• _SOURCE DATA_

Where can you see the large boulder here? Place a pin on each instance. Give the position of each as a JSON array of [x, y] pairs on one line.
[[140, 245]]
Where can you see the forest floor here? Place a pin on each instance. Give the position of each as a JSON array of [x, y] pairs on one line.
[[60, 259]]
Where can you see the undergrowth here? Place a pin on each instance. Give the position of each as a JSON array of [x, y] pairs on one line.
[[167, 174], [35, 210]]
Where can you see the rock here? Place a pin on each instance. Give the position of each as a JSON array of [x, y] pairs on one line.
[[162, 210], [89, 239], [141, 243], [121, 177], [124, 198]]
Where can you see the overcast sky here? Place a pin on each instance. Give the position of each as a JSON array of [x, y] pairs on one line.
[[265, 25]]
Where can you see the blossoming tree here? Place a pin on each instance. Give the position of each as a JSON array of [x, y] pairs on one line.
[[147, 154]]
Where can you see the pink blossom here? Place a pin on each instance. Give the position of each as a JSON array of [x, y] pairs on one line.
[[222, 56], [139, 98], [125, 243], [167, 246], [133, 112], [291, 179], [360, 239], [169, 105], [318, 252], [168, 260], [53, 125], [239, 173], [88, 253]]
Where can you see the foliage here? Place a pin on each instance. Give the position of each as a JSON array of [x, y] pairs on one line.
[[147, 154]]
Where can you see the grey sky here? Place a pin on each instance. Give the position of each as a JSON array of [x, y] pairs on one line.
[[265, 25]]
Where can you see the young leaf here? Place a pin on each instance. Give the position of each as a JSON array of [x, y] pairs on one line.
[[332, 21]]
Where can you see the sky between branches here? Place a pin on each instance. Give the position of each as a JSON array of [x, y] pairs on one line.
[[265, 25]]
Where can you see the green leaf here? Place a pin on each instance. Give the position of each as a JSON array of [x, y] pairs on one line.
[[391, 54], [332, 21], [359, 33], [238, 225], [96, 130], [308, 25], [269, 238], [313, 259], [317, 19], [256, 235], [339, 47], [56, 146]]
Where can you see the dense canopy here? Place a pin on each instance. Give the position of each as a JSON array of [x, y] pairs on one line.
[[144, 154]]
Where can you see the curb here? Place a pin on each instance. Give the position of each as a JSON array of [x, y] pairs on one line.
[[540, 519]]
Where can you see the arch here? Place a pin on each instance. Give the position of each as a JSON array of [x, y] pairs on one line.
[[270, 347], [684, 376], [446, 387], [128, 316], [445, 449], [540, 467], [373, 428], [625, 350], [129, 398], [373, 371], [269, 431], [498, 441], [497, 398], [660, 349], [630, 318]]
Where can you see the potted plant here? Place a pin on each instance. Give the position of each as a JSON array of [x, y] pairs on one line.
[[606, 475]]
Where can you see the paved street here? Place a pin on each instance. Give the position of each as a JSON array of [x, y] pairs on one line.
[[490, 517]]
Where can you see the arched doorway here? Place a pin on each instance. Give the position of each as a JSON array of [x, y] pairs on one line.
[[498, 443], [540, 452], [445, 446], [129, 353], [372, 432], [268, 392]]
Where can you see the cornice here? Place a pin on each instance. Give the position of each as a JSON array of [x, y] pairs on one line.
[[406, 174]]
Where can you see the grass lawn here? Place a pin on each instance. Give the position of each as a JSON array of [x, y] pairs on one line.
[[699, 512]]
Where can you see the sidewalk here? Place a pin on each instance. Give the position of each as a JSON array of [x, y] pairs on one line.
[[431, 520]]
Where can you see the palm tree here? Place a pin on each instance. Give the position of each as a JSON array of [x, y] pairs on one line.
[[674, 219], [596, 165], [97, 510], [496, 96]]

• _ACTIVITY_
Set down all of the records shown above once more, exactly.

• _RESPONSE TO THE EXERCISE_
Where can you see the large boulder here? Place a pin on each instance. Give the position of each as a JSON array of [x, y] pairs on one line.
[[140, 245]]
Where can you see the forest floor here? Place a pin on each instance. Give the position of each as a JSON array of [x, y] pairs on one line.
[[60, 259]]
Where can you see the undergrowth here? Place a pin on each instance. Give the position of each as a JSON array of [x, y] pairs on one line.
[[167, 174], [35, 210]]
Where can you see the rock here? Place a pin on each instance. Give the position of each as a JSON array of [x, y] pairs on one line.
[[162, 210], [89, 239], [141, 243], [121, 177], [124, 198]]
Where can you see the overcast sky here? Place a pin on each instance. Give the position of each as a JSON array of [x, y] pairs on one line.
[[265, 25]]
Where can you see the blossoming tree here? Place a pin on each instance. Give the position of each as a JSON array of [x, y] pairs on one line.
[[147, 154]]
Where can you see the pink blossom here? Place a pin on each instance. Give the position of each as a JSON array of [x, y] pairs on one line.
[[222, 56], [139, 98], [125, 243], [167, 246], [133, 112], [291, 179], [360, 239], [169, 105], [318, 252], [168, 260], [53, 125], [239, 173], [88, 253]]
Where can you see the foliage here? Place a pin on each instance. Give the position of each as a JSON array of [x, y] pairs on one line.
[[147, 154]]
Where can you see the grey sky here? Place a pin on each instance. Give the position of each as a JSON array of [x, y] pairs on one line.
[[265, 25]]
Where can you see the young leaf here? Place a pin on each instance. Give the position of each as a JSON array of [x, y] pairs on one line.
[[332, 21]]
Where can you see the sky between branches here? Place a pin on each instance. Give the position of each as a JSON array of [x, y] pairs on one line.
[[265, 25]]
Where can you see the green leaf here? Place a pin on each instance. Give the position of each as a JSON array of [x, y] pairs on one line.
[[391, 54], [332, 21], [359, 33], [238, 225], [96, 130], [308, 25], [269, 238], [313, 259], [317, 19], [256, 235], [339, 47], [56, 146]]
Where can you see the dense canopy here? Place a pin on each instance. Give the position of each as a JSON array of [x, y] pairs on one line.
[[144, 154]]
Where can you see the curb here? Place a pin on each instance. Give the position of each as a JSON array of [x, y] pairs on one line.
[[540, 519]]
Where can you see the arch here? Place a pin on each instance. Give the position of each as a JSON array of [x, y] pairs on one line.
[[270, 347], [684, 376], [446, 387], [128, 316], [445, 449], [540, 467], [373, 428], [625, 350], [129, 398], [373, 371], [269, 431], [498, 441], [497, 398], [660, 349], [630, 318]]
Where can you see the potted plant here? Place a pin on each instance. Give the position of each as a JSON array of [x, y] pairs on one line.
[[606, 475]]
Where can you see the paved street here? Place a pin on each instance. Give the position of each as a JSON array of [x, y] pairs on one line.
[[490, 517]]
Where can you see the arched doorway here? Place a pin on each instance. Give the position of each as a JSON array of [x, y] pairs on one line.
[[498, 443], [540, 452], [445, 446], [129, 353], [372, 432], [268, 392]]
Where can you see the cornice here? Place a pin on each instance. Give the position of each as a JSON array of [x, y] pairs on one line.
[[406, 174]]
Where can you see the grass lawn here? Place a pin on each instance. Give the position of each as a JSON array of [x, y] pairs on one line.
[[699, 512]]
Where can you see the sidewalk here? Place a pin on each instance. Give the position of each as a JSON array of [x, y] pairs on one line.
[[431, 520]]
Where can you see the palm tree here? Place a pin on each instance. Give the position of each as a JSON array of [x, y] pairs on one line.
[[674, 219], [596, 165], [97, 510], [496, 96]]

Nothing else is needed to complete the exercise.